Quote the rows below word for word, starting at the line with "Please inspect the image and mark the weir" and continuing through the last line of the rows.

• Data supplied:
***
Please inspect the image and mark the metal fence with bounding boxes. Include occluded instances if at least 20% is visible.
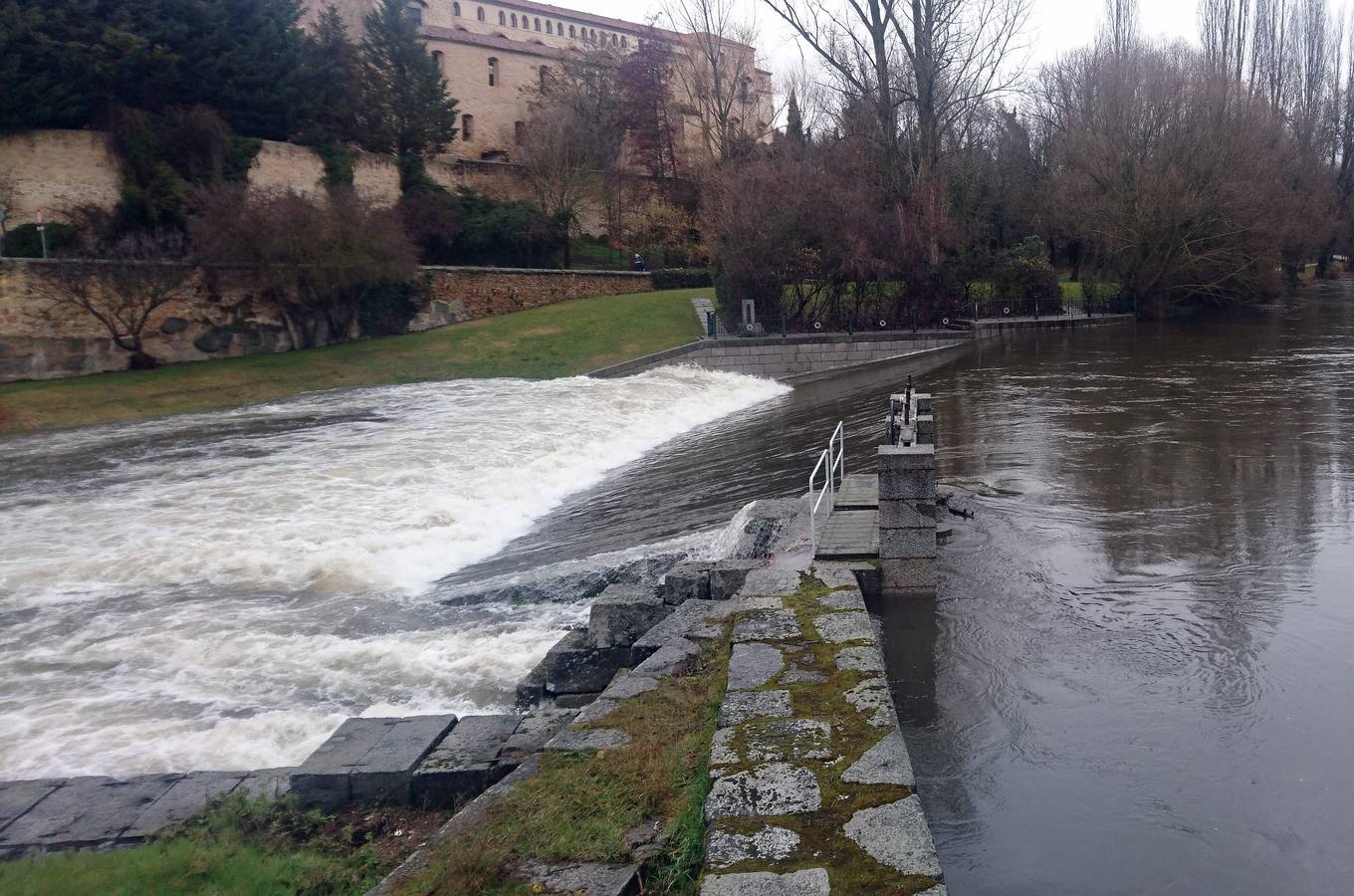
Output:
[808,421,846,553]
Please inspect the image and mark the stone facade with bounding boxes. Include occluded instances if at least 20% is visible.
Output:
[306,0,775,168]
[0,259,653,381]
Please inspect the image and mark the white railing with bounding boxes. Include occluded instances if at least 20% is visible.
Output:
[808,422,846,553]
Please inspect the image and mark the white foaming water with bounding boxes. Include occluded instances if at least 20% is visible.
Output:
[0,368,787,779]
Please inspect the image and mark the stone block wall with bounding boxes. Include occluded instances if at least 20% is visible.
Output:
[0,259,653,381]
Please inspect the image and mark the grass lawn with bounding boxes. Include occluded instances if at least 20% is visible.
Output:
[0,798,445,896]
[399,641,730,896]
[0,290,711,432]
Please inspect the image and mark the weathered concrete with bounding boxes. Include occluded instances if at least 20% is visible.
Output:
[0,769,293,859]
[587,584,672,647]
[700,867,831,896]
[410,716,523,809]
[515,862,639,896]
[291,716,456,810]
[706,762,822,821]
[719,690,792,728]
[845,794,941,877]
[706,824,798,867]
[729,641,786,690]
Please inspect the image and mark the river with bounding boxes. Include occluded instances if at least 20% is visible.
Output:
[0,282,1354,895]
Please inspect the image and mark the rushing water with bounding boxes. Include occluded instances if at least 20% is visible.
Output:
[0,368,789,779]
[0,289,1354,895]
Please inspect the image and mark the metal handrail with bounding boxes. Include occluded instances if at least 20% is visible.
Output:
[808,422,846,554]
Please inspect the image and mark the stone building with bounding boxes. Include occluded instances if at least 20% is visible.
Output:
[309,0,775,161]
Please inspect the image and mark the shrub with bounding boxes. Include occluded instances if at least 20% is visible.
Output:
[653,268,715,290]
[996,237,1063,302]
[4,222,80,259]
[399,181,562,268]
[357,280,418,337]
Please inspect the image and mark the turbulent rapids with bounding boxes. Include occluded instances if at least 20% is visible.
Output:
[0,368,789,779]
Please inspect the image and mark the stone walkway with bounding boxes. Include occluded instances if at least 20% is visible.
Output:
[0,769,293,859]
[700,563,945,896]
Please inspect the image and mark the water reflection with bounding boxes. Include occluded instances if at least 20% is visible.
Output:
[885,286,1354,893]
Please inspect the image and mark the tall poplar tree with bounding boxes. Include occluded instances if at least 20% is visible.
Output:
[360,0,456,189]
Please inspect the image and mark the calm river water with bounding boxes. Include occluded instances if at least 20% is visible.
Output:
[0,282,1354,895]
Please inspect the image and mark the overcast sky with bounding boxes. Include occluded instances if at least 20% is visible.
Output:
[565,0,1199,75]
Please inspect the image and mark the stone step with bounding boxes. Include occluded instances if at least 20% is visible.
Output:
[291,715,456,812]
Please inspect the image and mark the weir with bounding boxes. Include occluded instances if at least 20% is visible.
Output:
[0,385,945,896]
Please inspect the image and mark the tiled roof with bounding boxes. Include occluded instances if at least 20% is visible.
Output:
[418,24,568,60]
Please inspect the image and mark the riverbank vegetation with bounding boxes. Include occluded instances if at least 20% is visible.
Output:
[399,641,729,896]
[0,797,445,896]
[0,290,708,432]
[703,0,1354,321]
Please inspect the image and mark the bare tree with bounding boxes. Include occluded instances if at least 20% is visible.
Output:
[1099,0,1140,56]
[513,109,605,268]
[34,233,193,369]
[764,0,1030,264]
[188,185,417,347]
[665,0,775,158]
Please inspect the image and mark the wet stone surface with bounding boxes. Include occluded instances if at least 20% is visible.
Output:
[706,762,822,820]
[734,610,800,643]
[719,690,792,728]
[706,825,798,867]
[729,643,786,690]
[845,794,940,877]
[700,867,831,896]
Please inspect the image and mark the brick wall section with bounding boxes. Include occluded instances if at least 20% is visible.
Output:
[0,259,653,381]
***
• Answer to this exercise:
Please inspect the image and mark the weir with bounding boxes. Include occluded instances if at least 20% is visible.
Output:
[0,385,945,896]
Please inspect the image and mark the tiled roof with bounding boxes. Include occluded instances if at least 20% is visible.
Output:
[418,24,568,60]
Please inspect the image and mark the riverbank vegetation with bounding boxes. Include occluded instances if at least 20% is visible.
Output:
[399,641,729,896]
[0,797,445,896]
[0,290,708,432]
[703,0,1354,321]
Please inspect the image and mark the bare tree with bounding boxes. Include occluded instances if at least 20% is visible.
Output:
[1099,0,1140,56]
[513,109,605,268]
[34,233,193,369]
[764,0,1030,264]
[188,185,417,347]
[665,0,775,158]
Please inspect the image and mark the wet stone surface with bounding boxes. Include occluded instances if at least 20% is visible.
Output:
[706,762,822,820]
[734,610,800,643]
[719,690,792,728]
[706,825,798,867]
[729,643,786,690]
[845,794,940,877]
[700,867,831,896]
Please inspect the image and mark the brick wall section with bounding boxes. Include occluded instances if at least 20% is visible.
Output:
[0,259,653,381]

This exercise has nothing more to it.